## What to work on
Pictures aside, repeat all the entries below exactly as they appear.

## Study material
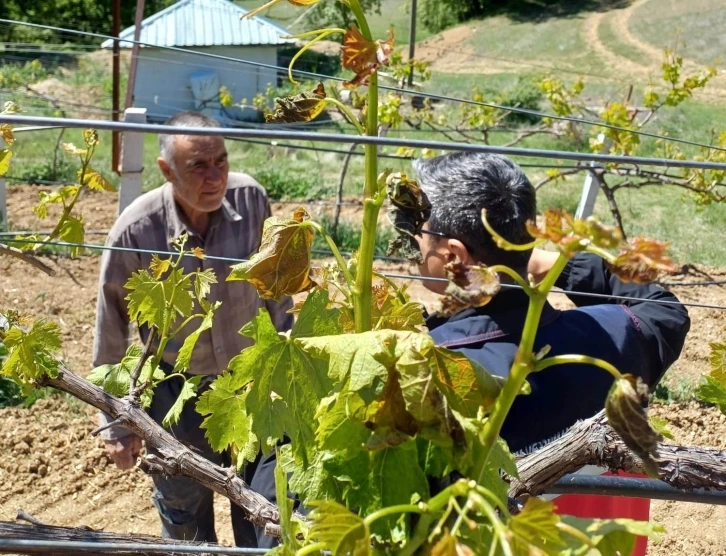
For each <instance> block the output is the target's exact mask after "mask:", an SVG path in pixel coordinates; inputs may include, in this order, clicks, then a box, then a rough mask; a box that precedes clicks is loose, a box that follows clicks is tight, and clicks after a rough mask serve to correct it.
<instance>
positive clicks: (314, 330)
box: [291, 289, 343, 338]
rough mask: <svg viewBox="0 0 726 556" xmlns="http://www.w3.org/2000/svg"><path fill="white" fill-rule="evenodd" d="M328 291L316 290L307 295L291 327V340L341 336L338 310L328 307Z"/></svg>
mask: <svg viewBox="0 0 726 556" xmlns="http://www.w3.org/2000/svg"><path fill="white" fill-rule="evenodd" d="M329 302H330V294H329V293H328V290H323V289H318V290H315V291H314V292H312V293H311V294H310V295H308V297H307V299H306V300H305V303H304V304H303V306H302V309H301V310H300V313H299V315H298V317H297V320H296V321H295V324H294V325H293V327H292V332H291V336H292V337H293V338H305V337H307V336H334V335H336V334H341V333H342V332H343V329H342V327H341V325H340V322H339V321H340V309H332V308H329V307H328V303H329Z"/></svg>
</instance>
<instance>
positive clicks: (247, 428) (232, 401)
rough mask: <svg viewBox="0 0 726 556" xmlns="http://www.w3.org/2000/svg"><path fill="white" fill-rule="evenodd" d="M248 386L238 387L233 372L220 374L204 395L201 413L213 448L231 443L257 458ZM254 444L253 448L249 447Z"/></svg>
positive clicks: (206, 391)
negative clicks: (230, 372)
mask: <svg viewBox="0 0 726 556" xmlns="http://www.w3.org/2000/svg"><path fill="white" fill-rule="evenodd" d="M246 398H247V390H242V389H239V388H237V386H236V385H235V384H234V378H233V377H232V375H231V374H230V373H225V374H223V375H221V376H219V377H218V378H217V379H216V380H215V381H214V382H213V383H212V385H211V386H210V387H209V389H208V390H206V391H205V392H204V393H203V394H202V395H201V396H200V397H199V401H198V402H197V405H196V410H197V413H199V414H200V415H202V416H204V421H203V422H202V428H203V429H204V430H205V431H206V432H205V433H204V436H205V438H206V439H207V440H208V441H209V445H210V446H211V447H212V449H214V450H216V451H218V452H221V451H223V450H226V449H227V448H229V447H230V446H232V447H235V448H237V450H238V451H239V453H240V454H243V455H250V454H251V455H250V457H249V458H248V459H249V460H250V461H254V459H255V457H256V456H257V453H258V442H257V437H256V436H255V435H254V433H253V432H252V419H251V418H250V417H249V416H248V415H247V412H246V410H245V399H246ZM250 446H252V447H253V449H250V448H249V447H250Z"/></svg>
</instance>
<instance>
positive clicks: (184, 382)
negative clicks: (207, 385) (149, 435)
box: [161, 375, 204, 427]
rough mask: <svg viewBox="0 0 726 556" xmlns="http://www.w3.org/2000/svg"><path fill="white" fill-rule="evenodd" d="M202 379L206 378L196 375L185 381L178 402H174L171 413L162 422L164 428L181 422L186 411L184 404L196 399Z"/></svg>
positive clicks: (185, 379)
mask: <svg viewBox="0 0 726 556" xmlns="http://www.w3.org/2000/svg"><path fill="white" fill-rule="evenodd" d="M202 378H204V377H203V375H196V376H192V377H189V378H187V379H185V380H184V384H183V385H182V389H181V392H179V396H178V397H177V399H176V400H174V403H173V404H172V406H171V407H170V408H169V411H168V412H167V414H166V415H165V416H164V419H163V420H162V422H161V425H162V426H164V427H171V426H172V425H176V424H177V423H178V422H179V419H181V414H182V411H183V410H184V404H185V403H187V402H188V401H189V400H191V399H192V398H194V397H196V395H197V389H198V388H199V383H200V382H201V380H202Z"/></svg>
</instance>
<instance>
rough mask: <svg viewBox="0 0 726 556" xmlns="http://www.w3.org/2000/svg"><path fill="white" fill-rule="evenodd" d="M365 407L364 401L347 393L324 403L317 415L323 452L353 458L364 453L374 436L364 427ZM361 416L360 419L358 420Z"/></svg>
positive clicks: (316, 441) (354, 393)
mask: <svg viewBox="0 0 726 556" xmlns="http://www.w3.org/2000/svg"><path fill="white" fill-rule="evenodd" d="M364 412H365V403H364V402H363V400H362V399H361V397H360V396H359V395H357V394H355V393H350V392H348V391H346V390H344V391H343V392H341V393H340V394H336V395H334V396H332V397H331V398H326V399H324V400H323V401H322V402H321V403H320V405H319V406H318V410H317V413H316V415H315V418H316V420H317V421H318V428H317V430H316V432H315V439H316V442H317V445H318V447H319V448H320V449H321V450H327V451H331V452H337V453H339V454H344V455H345V456H346V457H348V458H349V457H350V456H352V455H354V454H355V453H357V452H359V451H361V450H363V448H364V445H365V443H366V441H367V440H368V437H370V435H371V431H369V430H368V429H367V428H366V427H365V426H364V425H363V423H362V419H361V418H360V416H361V414H362V413H364ZM355 415H358V416H359V417H358V419H355V418H354V416H355Z"/></svg>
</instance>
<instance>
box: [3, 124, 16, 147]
mask: <svg viewBox="0 0 726 556" xmlns="http://www.w3.org/2000/svg"><path fill="white" fill-rule="evenodd" d="M0 137H2V138H3V141H5V142H6V143H7V144H8V145H12V144H13V143H14V142H15V135H14V134H13V127H12V126H11V125H10V124H3V125H0Z"/></svg>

## Exercise result
For each <instance> block the output is the target's exact mask after "mask:", an SVG path in pixel coordinates; inputs may include, in this order, clicks, then a box, then a rough mask; a box that precedes clicks is loose, a box that follows clicks is tight, and clicks after a rough mask serve to correct it.
<instance>
positive clicks: (314, 330)
box: [291, 289, 343, 338]
rough mask: <svg viewBox="0 0 726 556" xmlns="http://www.w3.org/2000/svg"><path fill="white" fill-rule="evenodd" d="M328 291L316 290L307 295L291 327V340L341 336L338 310L328 307Z"/></svg>
mask: <svg viewBox="0 0 726 556" xmlns="http://www.w3.org/2000/svg"><path fill="white" fill-rule="evenodd" d="M329 302H330V294H329V293H328V290H323V289H318V290H315V291H314V292H312V293H311V294H310V295H308V297H307V299H306V300H305V303H304V304H303V306H302V309H301V310H300V313H299V315H298V317H297V320H296V321H295V324H294V325H293V327H292V332H291V336H292V337H293V338H305V337H307V336H334V335H336V334H341V333H342V332H343V329H342V327H341V325H340V322H339V321H340V309H332V308H329V307H328V303H329Z"/></svg>
</instance>
<instance>
positive clicks: (247, 428) (232, 401)
rough mask: <svg viewBox="0 0 726 556" xmlns="http://www.w3.org/2000/svg"><path fill="white" fill-rule="evenodd" d="M248 386L238 387L233 372L220 374L204 395L201 413L213 448L231 443L257 458ZM254 444L253 448L249 447Z"/></svg>
positive clicks: (206, 391)
negative clicks: (230, 372)
mask: <svg viewBox="0 0 726 556" xmlns="http://www.w3.org/2000/svg"><path fill="white" fill-rule="evenodd" d="M246 398H247V390H242V389H239V388H237V386H236V385H235V384H234V378H233V377H232V375H231V374H230V373H225V374H223V375H221V376H219V377H218V378H217V379H216V380H215V381H214V382H213V383H212V385H211V386H210V387H209V389H208V390H206V391H205V392H204V393H203V394H202V395H201V396H200V397H199V401H198V402H197V405H196V410H197V413H199V414H200V415H202V416H204V421H203V422H202V428H203V429H204V430H205V431H206V432H205V433H204V436H205V438H206V439H207V440H208V441H209V445H210V446H211V447H212V449H214V450H216V451H218V452H221V451H223V450H226V449H227V448H229V447H230V446H232V447H235V448H237V450H238V451H239V453H240V454H243V455H250V454H251V455H250V457H249V458H248V459H249V460H250V461H254V459H255V457H256V456H257V453H258V442H257V437H256V436H255V435H254V433H253V432H252V419H251V418H250V417H249V416H248V415H247V412H246V410H245V399H246ZM250 446H252V447H253V449H250V448H249V447H250Z"/></svg>
</instance>
<instance>
positive clicks: (184, 382)
negative clicks: (207, 385) (149, 435)
box: [161, 375, 204, 427]
rough mask: <svg viewBox="0 0 726 556" xmlns="http://www.w3.org/2000/svg"><path fill="white" fill-rule="evenodd" d="M202 379L206 378L196 375L185 381L178 402H174L171 413L162 422L164 428L181 422L186 411L184 404L196 399Z"/></svg>
positive clicks: (185, 379)
mask: <svg viewBox="0 0 726 556" xmlns="http://www.w3.org/2000/svg"><path fill="white" fill-rule="evenodd" d="M202 378H204V377H203V375H196V376H192V377H189V378H187V379H185V380H184V384H183V385H182V389H181V392H179V396H178V397H177V399H176V400H174V403H173V404H172V406H171V407H170V408H169V411H168V412H167V414H166V415H165V416H164V419H163V420H162V422H161V425H162V426H164V427H171V426H172V425H176V424H177V423H178V422H179V419H181V414H182V411H183V410H184V404H185V403H187V402H188V401H189V400H191V399H192V398H194V397H196V395H197V389H198V388H199V383H200V382H201V380H202Z"/></svg>
</instance>
<instance>
rough mask: <svg viewBox="0 0 726 556" xmlns="http://www.w3.org/2000/svg"><path fill="white" fill-rule="evenodd" d="M365 407L364 401L347 393L324 403L317 415L323 452L353 458L364 453L374 436L364 427ZM361 416L360 419L358 420Z"/></svg>
positive clicks: (316, 441) (354, 393)
mask: <svg viewBox="0 0 726 556" xmlns="http://www.w3.org/2000/svg"><path fill="white" fill-rule="evenodd" d="M364 412H365V403H364V402H363V400H362V399H361V397H360V396H359V395H357V394H355V393H350V392H348V391H346V390H344V391H343V392H341V393H340V394H336V395H334V396H332V397H331V398H326V399H324V400H323V401H322V402H321V403H320V405H319V406H318V410H317V413H316V415H315V418H316V420H317V421H318V428H317V430H316V432H315V439H316V442H317V445H318V447H319V448H320V449H321V450H327V451H331V452H337V453H339V454H344V455H345V456H346V457H348V458H349V457H350V456H352V455H354V454H355V453H357V452H359V451H361V450H363V448H364V445H365V443H366V441H367V440H368V437H370V435H371V431H369V430H368V429H367V428H366V427H365V426H364V425H363V423H362V419H361V418H360V416H361V414H362V413H364ZM355 415H358V416H359V417H358V419H355V418H354V416H355Z"/></svg>
</instance>
<instance>
box: [3, 124, 16, 147]
mask: <svg viewBox="0 0 726 556" xmlns="http://www.w3.org/2000/svg"><path fill="white" fill-rule="evenodd" d="M0 137H2V138H3V141H5V142H6V143H7V144H8V145H12V144H13V143H14V142H15V135H14V134H13V127H12V126H11V125H10V124H3V125H0Z"/></svg>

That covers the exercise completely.